## [DOCUMENT SEGMENT]
______________________________
Conservative-leaning authors Hemingway and Severino do a masterful job of covering the behind-the-scenes elements of this national circus as well as what was made public.
For many observers, the battle to confirm Kavanaugh was really about abortion. Most advocates of abortion know that the Roe vs. Wade decision was based on the constitutionally shaky premise of an implied “right-to-privacy.” They view a stricter constitutionalist makeup of the Supreme Court as a threat to abortion rights. When the Kavanaugh nomination became news, a national outcry arose and protesting mobs took to the streets. Coat hangers and threats were mailed to key senators.
Some Democrats pandered to the mobs and played to the anti-Kavanaugh media. During the Senate Judiciary Committee’s exhaustive review of Kavanaugh’s documents and lower court rulings, Senator Cory Booker contrived what he called his “Spartacus moment.” Booker announced he would violate Senate rules (and willingly risk jail time) by publicly releasing “committee confidential” emails that he claimed showed Kavanaugh’s racial bias during his stint in the Bush Administration. Booker’s reference was to a famous 1960 movie scene where a group of fellow slaves all claimed to be Spartacus to help the title character avoid crucifixion. Although Booker’s analogy was widely criticized as silly, his theatrics are a good example of the lengths to which some politicians and media pundits were willing to go to derail the nomination. And the emails merely served to show Kavanaugh’s opposition to racial profiling.
When President Trump appointed Justice Neil Gorsuch to the high court, it stirred up significant opposition, with only three Democrats from red states voting yes. But Kavanaugh’s impeccable reputation for making fair and constitutionally sound legal decisions unleashed a frenzy of viciousness from the left that had not been seen since the ugly battle to confirm Judge Robert Bork. Even moderate Republicans questioned Kavanaugh’s nomination, and Senators Lisa Murkowski of Alaska and Susan Collins of Maine became key votes in the confirmation fight.
______________________________
## [EXERCISE BRIEF]
Resume the review above about the Kavanaugh confirmation battle, continuing after the paragraph on Senators Murkowski and Collins.

## [DATA SEGMENT]
______________________________
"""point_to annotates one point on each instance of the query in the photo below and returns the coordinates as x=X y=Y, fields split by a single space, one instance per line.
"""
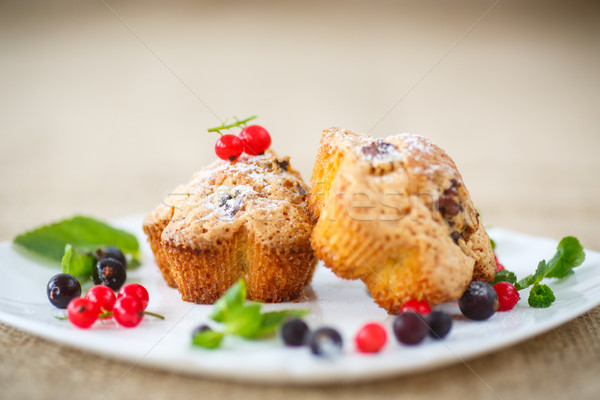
______________________________
## [REPLY]
Despite increasingly ominous attacks on her family and personal safety, Senator Collins practiced due diligence in her pursuit of the truth. In the end, she voted to confirm Kavanaugh. Murkowski voted no.
Predictably, the Christine Blasey Ford saga is detailed in the book, beginning with Senator Dianne Feinstein’s 20-day delay in delivering the accusatory letter. Ford was given five extensions in which to testify, and everyone involved jumped through hoops to ensure she got her day in court. The inconsistencies in her testimony were on obvious display, however, and the final FBI investigation could not corroborate her allegations, which were subsequently dismissed.
Justice On Trial is a fairly presented and extensively researched compilation of the unfounded attacks on an honorable man that nearly destroyed him and his family. It’s also a fascinating read. The authors provide historical context as well as the unpleasant details of what has become the all-too-familiar process of “lynching” Supreme Court nominees. They note that “as the unelected bureaucrats of the burgeoning administrative state exercise de facto legislative power, the only remaining constraint on them is constitutionalists in the judiciary.”